Your task is to copy each line of the records that includes the string "sill".

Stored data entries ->

########

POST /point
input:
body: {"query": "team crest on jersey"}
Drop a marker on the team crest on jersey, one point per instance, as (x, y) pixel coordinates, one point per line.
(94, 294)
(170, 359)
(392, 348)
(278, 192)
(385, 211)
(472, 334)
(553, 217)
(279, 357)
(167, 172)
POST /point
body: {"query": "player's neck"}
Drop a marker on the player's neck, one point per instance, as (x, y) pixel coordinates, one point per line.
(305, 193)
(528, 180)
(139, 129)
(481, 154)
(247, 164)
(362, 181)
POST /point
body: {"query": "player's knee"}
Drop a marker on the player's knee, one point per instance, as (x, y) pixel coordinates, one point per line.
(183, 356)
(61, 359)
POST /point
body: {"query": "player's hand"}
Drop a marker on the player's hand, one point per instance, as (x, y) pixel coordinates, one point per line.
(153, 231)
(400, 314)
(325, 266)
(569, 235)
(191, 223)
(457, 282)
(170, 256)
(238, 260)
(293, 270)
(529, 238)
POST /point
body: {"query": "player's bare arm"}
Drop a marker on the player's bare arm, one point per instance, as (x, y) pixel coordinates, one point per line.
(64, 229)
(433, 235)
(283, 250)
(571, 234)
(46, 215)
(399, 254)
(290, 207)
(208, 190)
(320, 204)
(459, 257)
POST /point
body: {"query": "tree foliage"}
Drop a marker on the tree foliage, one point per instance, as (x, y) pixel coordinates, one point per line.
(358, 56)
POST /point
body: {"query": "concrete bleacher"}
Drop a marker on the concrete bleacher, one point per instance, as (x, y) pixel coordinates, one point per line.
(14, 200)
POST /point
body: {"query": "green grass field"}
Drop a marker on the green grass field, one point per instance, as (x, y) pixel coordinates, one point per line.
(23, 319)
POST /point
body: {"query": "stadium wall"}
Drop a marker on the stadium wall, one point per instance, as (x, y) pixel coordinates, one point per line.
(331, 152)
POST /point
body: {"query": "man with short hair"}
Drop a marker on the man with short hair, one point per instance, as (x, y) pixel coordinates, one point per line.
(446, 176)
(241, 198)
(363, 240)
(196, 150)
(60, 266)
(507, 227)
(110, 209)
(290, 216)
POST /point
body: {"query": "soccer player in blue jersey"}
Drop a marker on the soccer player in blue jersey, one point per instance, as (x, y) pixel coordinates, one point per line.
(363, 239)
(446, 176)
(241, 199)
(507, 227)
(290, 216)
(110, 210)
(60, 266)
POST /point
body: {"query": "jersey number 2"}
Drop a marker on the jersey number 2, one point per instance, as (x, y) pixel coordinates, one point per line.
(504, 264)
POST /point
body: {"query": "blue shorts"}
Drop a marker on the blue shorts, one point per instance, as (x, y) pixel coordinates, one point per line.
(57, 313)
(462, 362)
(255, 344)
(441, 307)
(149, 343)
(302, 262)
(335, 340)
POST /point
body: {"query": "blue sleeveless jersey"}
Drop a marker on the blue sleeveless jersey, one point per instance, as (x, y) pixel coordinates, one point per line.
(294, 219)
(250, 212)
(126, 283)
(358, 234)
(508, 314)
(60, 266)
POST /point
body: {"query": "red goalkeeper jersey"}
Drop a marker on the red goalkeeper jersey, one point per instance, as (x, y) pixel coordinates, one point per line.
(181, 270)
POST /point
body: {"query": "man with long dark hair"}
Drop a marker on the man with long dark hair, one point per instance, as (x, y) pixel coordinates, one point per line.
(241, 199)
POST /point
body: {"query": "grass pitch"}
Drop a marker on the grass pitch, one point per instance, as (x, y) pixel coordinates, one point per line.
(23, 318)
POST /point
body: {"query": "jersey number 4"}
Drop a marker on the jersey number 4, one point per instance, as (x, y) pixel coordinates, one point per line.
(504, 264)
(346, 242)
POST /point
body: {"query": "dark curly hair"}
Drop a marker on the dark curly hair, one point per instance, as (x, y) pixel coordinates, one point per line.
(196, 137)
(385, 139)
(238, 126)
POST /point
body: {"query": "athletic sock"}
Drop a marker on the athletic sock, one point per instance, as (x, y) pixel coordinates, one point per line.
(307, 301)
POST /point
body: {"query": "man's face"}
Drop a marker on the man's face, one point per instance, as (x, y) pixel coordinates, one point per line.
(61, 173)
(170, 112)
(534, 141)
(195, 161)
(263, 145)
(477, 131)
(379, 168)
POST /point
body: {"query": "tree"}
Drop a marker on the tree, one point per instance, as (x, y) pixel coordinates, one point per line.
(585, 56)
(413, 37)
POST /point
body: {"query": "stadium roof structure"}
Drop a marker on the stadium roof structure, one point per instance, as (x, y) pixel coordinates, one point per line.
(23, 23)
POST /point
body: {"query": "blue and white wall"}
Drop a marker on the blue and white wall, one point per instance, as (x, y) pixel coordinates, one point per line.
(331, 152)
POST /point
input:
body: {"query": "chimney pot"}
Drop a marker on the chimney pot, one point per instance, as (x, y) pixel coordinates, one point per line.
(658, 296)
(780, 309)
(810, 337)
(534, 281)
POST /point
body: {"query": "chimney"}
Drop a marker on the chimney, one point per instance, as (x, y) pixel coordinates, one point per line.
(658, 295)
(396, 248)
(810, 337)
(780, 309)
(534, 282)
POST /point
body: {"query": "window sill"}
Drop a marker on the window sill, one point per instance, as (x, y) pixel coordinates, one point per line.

########

Answer box ->
body: {"query": "window sill"}
Drop a marker on the window sill, one point per instance, as (x, y) pixel coordinates, one point per line.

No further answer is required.